Die Scheune verfügte bisher über nur zwei nicht barrierefreie Toilettenkabinen. Für Veranstaltungen wurde in der Vergangenheit ergänzend ein Toilettenwagen angemietet. Beim Innenausbau wurde die Toilettenanlage nicht nur erneuert, sondern auch barrierefrei erweitert. Außerdem wurde ein Küchen- und Thekenblock eingebaut sowie ein Multifunktionsraum eingerichtet, der u. a. als Lager- und Künstlergarderobenraum dienen soll.

Aufgabe >> Was wurde laut dem Textauszug in der Vergangenheit für Veranstaltungen ergänzend angemietet?

Einträge >>
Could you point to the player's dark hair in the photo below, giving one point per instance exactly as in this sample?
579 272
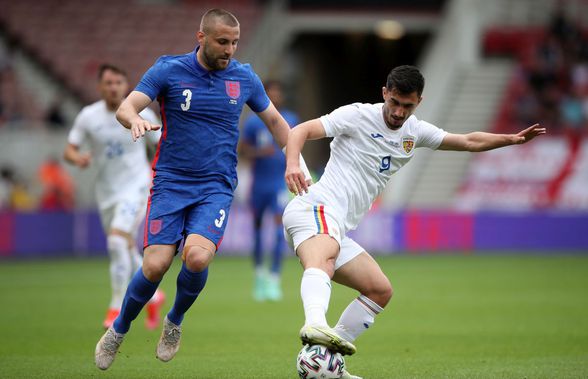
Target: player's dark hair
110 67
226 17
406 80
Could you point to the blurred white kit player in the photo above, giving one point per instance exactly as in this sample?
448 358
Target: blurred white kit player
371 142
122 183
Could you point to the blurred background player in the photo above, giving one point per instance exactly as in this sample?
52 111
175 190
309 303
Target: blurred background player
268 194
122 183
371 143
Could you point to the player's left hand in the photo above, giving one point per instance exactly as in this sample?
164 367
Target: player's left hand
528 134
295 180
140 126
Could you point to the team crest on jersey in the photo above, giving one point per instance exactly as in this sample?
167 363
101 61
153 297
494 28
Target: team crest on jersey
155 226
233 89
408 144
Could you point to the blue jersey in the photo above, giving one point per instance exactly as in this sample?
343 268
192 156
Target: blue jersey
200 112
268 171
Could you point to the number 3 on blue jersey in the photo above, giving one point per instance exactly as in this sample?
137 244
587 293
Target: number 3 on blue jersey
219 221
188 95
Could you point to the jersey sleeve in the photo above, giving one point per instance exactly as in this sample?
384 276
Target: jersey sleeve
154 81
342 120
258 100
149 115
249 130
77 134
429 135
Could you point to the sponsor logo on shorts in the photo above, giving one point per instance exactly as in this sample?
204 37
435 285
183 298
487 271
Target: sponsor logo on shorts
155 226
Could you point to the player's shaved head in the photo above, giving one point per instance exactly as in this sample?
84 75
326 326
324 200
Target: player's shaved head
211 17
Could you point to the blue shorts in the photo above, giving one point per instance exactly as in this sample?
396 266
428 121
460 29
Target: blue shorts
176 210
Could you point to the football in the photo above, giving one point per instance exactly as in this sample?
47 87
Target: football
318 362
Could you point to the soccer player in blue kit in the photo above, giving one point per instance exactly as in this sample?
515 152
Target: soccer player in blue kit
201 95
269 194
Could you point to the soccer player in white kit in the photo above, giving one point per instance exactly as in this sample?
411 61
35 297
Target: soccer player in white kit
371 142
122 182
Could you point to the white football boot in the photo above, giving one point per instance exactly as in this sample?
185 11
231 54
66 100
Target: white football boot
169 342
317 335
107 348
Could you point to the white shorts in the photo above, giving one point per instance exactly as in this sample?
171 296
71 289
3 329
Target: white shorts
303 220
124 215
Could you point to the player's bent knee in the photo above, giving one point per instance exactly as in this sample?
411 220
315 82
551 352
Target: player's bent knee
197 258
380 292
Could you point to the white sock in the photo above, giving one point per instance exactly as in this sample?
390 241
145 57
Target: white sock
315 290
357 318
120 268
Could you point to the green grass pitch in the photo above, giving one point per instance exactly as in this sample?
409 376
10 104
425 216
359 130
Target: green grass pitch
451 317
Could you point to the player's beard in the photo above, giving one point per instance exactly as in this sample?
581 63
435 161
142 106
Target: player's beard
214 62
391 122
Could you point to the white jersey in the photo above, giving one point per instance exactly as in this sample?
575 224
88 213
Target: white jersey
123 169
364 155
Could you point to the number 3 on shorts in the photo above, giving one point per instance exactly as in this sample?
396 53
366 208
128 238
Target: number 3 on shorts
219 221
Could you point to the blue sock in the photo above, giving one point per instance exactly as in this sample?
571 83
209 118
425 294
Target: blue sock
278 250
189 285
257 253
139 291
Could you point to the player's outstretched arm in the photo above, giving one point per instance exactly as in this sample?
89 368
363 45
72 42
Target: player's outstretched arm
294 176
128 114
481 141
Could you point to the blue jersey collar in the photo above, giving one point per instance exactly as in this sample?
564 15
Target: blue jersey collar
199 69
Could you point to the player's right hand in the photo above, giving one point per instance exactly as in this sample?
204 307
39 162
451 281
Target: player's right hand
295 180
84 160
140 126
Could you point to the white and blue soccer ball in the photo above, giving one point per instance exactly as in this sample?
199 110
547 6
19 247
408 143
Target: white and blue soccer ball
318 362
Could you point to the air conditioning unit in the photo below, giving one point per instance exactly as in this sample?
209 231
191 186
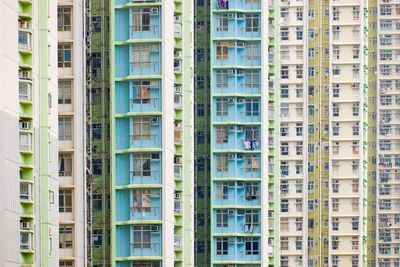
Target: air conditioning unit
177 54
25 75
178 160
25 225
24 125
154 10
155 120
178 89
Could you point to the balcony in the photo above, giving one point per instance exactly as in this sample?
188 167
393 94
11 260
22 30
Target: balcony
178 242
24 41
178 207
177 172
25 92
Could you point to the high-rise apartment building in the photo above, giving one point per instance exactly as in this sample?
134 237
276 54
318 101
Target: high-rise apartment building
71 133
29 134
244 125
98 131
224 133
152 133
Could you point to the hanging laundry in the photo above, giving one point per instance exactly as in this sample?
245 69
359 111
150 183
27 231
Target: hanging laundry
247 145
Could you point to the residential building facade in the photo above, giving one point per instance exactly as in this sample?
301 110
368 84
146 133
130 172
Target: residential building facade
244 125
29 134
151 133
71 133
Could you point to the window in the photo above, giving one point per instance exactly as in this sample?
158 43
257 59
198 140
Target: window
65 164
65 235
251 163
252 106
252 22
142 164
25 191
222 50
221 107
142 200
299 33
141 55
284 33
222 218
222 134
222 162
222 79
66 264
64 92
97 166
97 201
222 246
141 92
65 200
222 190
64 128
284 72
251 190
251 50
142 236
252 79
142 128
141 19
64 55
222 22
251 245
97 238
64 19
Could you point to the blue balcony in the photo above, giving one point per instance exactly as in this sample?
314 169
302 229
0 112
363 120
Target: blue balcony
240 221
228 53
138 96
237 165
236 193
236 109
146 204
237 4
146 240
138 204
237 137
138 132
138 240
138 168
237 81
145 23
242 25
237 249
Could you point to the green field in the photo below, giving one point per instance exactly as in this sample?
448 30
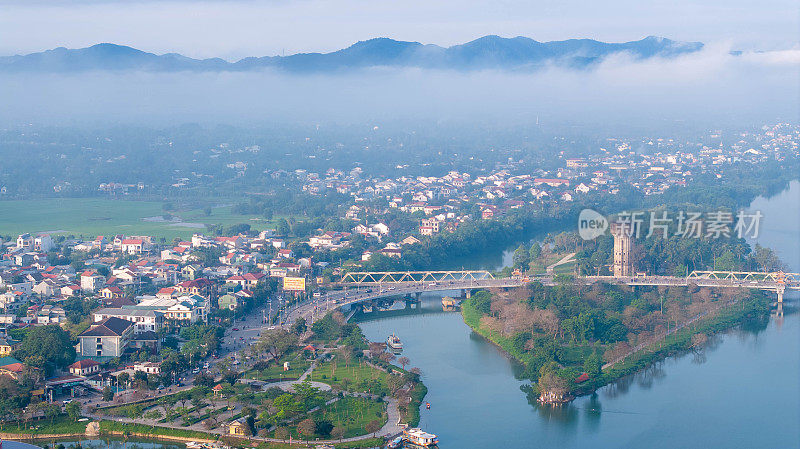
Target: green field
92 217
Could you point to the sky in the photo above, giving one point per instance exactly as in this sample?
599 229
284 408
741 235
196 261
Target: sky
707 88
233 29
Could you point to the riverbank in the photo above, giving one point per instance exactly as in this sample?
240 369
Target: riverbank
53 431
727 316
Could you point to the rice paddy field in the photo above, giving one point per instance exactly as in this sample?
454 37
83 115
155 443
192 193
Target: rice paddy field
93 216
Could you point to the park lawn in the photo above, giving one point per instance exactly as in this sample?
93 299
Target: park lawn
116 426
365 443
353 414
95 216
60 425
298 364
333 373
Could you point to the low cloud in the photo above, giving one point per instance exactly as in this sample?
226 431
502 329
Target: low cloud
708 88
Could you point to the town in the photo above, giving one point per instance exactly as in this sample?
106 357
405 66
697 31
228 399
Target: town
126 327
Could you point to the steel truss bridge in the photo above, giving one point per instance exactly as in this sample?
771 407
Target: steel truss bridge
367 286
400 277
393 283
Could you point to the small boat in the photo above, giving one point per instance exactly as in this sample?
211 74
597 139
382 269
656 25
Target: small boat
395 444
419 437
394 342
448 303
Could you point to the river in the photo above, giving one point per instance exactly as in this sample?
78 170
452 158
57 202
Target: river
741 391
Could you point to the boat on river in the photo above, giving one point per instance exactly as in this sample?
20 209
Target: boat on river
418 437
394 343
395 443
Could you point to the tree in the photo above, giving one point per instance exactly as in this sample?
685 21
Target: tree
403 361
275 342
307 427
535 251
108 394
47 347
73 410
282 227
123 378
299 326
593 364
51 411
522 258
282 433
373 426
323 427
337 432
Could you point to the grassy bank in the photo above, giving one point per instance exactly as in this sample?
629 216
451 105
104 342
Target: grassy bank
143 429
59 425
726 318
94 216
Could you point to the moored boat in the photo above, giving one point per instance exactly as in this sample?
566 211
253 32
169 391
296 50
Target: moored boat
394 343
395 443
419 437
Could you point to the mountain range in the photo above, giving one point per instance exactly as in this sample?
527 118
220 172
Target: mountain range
...
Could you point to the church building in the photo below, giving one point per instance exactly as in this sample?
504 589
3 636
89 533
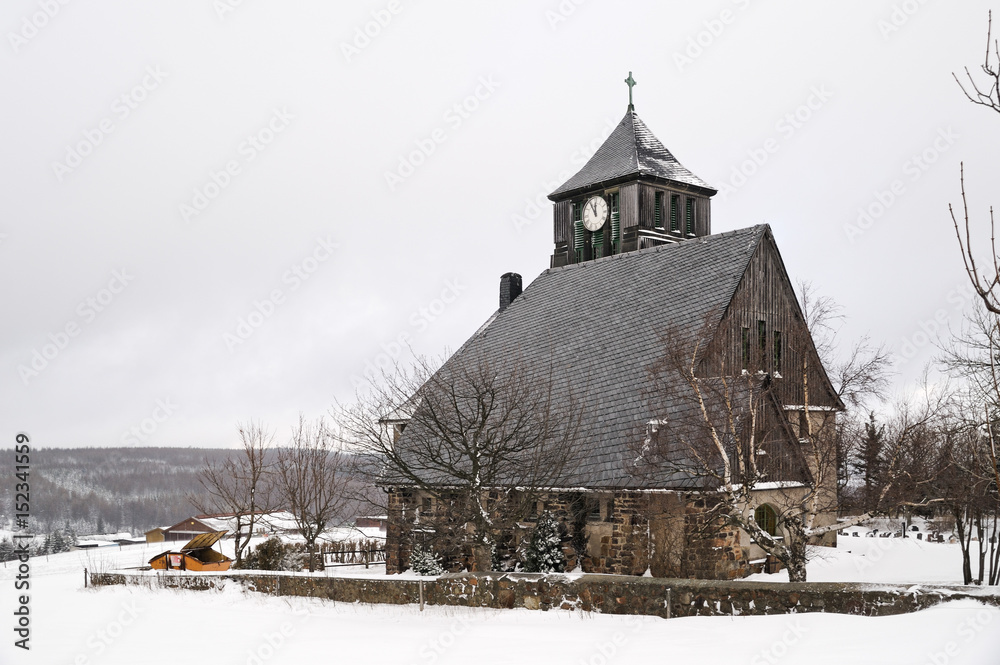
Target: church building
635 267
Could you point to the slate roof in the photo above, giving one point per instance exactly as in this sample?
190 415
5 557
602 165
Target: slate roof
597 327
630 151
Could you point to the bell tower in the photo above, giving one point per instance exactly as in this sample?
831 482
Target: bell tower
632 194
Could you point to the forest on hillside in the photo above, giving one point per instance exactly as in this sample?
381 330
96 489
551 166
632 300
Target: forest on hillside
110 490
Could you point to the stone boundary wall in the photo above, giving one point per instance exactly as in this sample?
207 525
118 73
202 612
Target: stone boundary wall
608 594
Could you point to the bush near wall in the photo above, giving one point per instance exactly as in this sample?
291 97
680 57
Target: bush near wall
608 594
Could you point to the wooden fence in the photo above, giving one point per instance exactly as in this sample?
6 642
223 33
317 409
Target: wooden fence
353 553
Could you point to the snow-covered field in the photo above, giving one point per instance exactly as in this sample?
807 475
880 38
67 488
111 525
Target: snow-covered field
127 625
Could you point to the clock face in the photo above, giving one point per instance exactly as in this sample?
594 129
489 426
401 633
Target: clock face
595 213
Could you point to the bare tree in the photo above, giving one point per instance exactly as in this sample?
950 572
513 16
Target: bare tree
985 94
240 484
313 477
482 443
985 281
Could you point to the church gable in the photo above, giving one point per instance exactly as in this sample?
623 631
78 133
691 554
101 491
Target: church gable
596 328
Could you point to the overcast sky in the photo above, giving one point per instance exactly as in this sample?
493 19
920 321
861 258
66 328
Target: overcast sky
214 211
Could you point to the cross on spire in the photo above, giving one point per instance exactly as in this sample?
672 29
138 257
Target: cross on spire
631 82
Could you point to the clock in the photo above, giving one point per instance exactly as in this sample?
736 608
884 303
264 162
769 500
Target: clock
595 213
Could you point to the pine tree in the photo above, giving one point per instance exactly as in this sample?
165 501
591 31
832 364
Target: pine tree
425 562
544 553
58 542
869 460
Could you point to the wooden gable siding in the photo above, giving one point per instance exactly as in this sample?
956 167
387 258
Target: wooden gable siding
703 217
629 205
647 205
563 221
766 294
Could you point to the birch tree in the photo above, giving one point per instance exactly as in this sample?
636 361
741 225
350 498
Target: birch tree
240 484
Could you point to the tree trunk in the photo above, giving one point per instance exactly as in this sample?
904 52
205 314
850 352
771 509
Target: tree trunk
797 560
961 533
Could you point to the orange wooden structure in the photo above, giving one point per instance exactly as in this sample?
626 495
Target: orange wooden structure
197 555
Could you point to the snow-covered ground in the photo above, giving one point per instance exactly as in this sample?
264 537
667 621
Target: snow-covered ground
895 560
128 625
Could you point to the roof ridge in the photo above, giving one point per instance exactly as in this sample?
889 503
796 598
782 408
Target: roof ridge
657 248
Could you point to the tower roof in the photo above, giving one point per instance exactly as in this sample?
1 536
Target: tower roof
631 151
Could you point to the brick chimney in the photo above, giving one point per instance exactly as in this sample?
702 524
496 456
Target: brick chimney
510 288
* * *
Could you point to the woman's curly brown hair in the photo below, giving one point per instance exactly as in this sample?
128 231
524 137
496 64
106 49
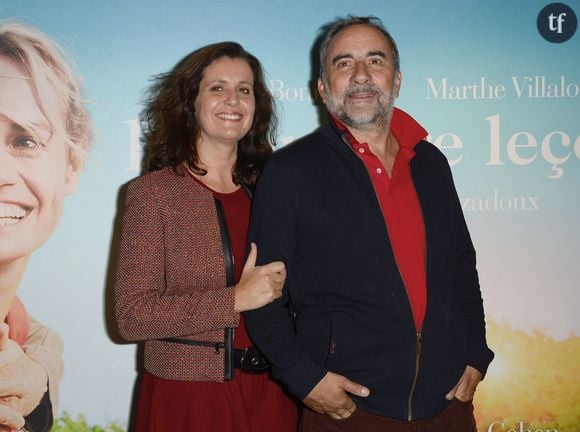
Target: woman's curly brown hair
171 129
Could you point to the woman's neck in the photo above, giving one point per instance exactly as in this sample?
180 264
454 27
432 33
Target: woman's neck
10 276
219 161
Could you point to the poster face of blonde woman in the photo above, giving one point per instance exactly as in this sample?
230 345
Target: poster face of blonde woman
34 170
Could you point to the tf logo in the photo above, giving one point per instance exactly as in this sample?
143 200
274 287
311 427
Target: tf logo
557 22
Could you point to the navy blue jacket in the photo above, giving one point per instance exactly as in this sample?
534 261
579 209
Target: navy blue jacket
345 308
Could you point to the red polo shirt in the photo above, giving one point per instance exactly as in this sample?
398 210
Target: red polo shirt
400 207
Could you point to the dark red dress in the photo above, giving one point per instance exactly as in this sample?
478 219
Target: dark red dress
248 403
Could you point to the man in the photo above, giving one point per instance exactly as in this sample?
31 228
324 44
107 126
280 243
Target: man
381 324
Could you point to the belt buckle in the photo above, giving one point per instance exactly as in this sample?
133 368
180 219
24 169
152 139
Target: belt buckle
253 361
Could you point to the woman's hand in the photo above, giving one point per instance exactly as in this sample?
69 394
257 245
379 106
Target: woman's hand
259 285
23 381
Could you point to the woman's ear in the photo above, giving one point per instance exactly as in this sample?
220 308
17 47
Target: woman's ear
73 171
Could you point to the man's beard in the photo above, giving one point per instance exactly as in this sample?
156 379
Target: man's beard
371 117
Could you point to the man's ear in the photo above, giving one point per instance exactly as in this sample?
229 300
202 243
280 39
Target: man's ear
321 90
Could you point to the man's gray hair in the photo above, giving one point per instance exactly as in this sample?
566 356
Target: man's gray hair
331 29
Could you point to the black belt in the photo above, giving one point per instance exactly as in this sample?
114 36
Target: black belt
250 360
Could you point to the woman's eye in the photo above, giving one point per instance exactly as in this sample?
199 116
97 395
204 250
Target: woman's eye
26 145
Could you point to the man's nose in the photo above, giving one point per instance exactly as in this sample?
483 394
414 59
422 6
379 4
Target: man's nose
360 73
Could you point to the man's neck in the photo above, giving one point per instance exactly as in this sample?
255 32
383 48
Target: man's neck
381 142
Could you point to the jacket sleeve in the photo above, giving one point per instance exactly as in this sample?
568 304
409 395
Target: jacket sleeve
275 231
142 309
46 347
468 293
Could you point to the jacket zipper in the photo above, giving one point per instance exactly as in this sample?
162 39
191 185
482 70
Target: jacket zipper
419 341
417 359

Endergebnis >> Ein Toilettenwagen.